• _What the task asks_: Resize the data from the line with "-- select a point on the belt" up to and including the line with "[(469, 354)]" by repeating only those lines, requests included, with every answer coordinate multiplied by 1.7 and rounded to a whole number, halves going up. Leave the numbers in the requests and their format samples unchanged.

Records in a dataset
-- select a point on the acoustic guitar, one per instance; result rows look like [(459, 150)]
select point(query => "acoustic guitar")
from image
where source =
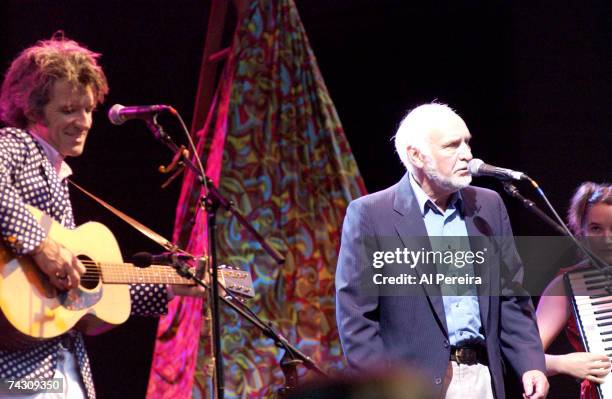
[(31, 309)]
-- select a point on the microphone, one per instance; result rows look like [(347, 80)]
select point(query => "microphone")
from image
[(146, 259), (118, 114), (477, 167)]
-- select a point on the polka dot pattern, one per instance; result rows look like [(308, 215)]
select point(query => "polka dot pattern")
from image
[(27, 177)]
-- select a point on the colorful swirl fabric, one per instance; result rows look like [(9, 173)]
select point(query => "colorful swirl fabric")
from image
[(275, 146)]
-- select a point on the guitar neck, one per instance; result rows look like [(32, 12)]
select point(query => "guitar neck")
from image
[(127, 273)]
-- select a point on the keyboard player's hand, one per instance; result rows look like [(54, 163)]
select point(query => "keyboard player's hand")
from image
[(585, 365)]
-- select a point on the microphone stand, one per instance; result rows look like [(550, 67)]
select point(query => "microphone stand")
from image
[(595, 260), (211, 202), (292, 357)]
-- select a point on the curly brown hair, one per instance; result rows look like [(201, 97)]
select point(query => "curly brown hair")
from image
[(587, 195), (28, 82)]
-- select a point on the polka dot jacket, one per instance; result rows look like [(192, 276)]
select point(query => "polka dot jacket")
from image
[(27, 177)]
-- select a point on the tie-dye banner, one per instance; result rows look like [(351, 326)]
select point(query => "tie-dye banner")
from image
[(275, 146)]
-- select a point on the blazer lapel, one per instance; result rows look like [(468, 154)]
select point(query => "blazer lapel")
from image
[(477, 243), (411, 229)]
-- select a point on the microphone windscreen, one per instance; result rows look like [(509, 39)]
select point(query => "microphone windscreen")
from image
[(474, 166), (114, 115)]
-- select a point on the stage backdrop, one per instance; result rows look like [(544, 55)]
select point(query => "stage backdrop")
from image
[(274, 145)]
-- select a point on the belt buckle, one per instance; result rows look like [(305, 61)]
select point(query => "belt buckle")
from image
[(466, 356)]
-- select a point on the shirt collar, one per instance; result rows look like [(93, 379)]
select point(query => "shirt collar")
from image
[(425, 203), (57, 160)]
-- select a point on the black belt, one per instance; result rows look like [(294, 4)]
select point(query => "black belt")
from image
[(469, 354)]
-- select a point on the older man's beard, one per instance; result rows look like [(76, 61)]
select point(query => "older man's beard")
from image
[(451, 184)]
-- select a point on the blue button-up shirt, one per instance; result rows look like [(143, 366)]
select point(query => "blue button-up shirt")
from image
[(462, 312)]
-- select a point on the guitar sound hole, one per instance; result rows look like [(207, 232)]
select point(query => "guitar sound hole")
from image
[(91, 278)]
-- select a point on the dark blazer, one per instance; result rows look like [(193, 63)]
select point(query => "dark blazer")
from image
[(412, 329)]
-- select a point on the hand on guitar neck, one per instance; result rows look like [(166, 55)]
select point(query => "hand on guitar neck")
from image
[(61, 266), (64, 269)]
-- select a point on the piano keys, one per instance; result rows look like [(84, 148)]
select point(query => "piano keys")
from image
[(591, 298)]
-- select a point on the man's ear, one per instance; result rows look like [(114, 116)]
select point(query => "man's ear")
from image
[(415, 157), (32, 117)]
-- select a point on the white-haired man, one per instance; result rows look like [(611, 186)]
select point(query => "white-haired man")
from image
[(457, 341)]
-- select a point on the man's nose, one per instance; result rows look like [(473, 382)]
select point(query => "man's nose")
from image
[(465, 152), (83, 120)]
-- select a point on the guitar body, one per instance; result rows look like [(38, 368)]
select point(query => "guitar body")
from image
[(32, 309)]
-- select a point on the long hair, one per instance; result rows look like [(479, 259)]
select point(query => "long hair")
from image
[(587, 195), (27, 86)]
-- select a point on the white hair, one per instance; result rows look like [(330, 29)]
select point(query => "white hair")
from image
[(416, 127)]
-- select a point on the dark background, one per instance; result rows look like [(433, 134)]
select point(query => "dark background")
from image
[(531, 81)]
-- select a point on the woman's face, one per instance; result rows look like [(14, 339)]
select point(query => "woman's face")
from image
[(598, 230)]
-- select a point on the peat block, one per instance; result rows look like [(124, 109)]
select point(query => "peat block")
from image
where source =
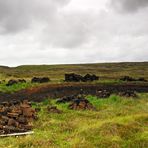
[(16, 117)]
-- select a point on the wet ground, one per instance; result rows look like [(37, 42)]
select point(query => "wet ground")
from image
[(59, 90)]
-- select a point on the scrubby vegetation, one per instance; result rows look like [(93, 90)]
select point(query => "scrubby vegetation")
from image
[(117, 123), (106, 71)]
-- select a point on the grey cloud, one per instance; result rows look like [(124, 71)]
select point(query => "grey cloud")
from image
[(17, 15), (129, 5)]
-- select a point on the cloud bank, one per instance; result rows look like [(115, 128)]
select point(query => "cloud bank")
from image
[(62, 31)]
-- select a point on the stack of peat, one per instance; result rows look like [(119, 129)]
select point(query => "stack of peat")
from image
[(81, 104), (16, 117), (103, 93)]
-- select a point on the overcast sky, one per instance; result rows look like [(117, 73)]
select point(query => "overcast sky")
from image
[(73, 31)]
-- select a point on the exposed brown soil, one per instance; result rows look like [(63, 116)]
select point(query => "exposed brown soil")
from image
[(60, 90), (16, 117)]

--

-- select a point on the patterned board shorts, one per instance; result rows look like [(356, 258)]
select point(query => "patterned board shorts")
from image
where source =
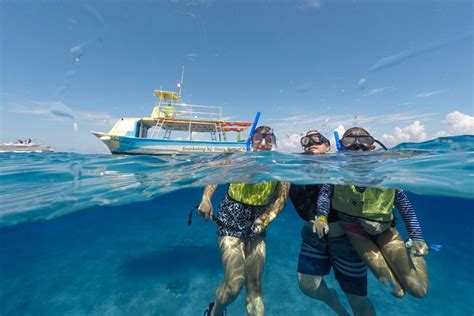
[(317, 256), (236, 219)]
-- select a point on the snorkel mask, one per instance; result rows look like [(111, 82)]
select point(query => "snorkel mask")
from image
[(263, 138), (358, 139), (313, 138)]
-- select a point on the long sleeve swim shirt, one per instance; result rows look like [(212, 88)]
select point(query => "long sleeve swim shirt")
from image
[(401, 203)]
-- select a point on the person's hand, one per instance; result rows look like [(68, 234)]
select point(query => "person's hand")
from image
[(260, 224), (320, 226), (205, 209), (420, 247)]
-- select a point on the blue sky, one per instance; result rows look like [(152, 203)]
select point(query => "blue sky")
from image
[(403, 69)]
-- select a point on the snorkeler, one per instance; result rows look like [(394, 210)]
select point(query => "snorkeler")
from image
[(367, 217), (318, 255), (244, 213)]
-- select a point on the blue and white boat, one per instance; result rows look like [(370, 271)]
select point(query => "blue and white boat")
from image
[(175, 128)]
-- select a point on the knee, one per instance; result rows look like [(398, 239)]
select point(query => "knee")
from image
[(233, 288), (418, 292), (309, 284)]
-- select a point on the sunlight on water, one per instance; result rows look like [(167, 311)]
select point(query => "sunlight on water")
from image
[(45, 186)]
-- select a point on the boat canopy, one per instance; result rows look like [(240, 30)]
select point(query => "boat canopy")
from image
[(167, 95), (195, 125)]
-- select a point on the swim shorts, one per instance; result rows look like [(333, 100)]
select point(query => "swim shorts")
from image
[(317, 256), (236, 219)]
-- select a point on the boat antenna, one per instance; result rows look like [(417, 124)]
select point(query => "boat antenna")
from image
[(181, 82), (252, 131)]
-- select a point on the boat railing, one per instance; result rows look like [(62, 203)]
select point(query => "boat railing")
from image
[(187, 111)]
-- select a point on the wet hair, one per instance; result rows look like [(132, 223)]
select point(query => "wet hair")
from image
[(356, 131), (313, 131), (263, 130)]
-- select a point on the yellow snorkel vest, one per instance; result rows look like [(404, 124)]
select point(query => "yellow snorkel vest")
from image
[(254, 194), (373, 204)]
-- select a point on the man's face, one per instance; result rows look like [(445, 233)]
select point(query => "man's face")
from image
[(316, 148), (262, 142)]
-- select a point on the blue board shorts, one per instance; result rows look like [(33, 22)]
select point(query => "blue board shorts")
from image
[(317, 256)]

==

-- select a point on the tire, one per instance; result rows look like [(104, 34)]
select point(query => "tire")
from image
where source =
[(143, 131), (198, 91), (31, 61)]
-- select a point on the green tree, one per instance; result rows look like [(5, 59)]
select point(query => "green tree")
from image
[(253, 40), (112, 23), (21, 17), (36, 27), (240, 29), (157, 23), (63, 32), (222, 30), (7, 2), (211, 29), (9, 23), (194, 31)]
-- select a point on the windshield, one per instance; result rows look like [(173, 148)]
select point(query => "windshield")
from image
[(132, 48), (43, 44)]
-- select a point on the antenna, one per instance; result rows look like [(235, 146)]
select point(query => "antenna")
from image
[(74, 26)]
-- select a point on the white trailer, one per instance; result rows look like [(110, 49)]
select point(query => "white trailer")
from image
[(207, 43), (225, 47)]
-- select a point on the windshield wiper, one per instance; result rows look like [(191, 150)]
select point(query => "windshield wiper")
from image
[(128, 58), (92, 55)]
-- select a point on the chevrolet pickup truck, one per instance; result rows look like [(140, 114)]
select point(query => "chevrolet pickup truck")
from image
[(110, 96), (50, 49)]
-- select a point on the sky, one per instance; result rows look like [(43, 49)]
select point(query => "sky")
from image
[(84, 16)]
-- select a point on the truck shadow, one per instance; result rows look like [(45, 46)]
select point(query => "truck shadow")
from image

• _Full solution_:
-- select a point on the belt buckle, one per instance; result rows look like [(305, 61)]
select point(query => "belt buckle")
from image
[(792, 605)]
-- select a point on the shirt collar, one per instance; result rows look like [(93, 379)]
select point(query => "shirt collar")
from image
[(723, 345), (97, 272)]
-- select a point on the black belt, one per instance; result rows look like [(294, 4)]
select point(query => "black belt")
from image
[(797, 602)]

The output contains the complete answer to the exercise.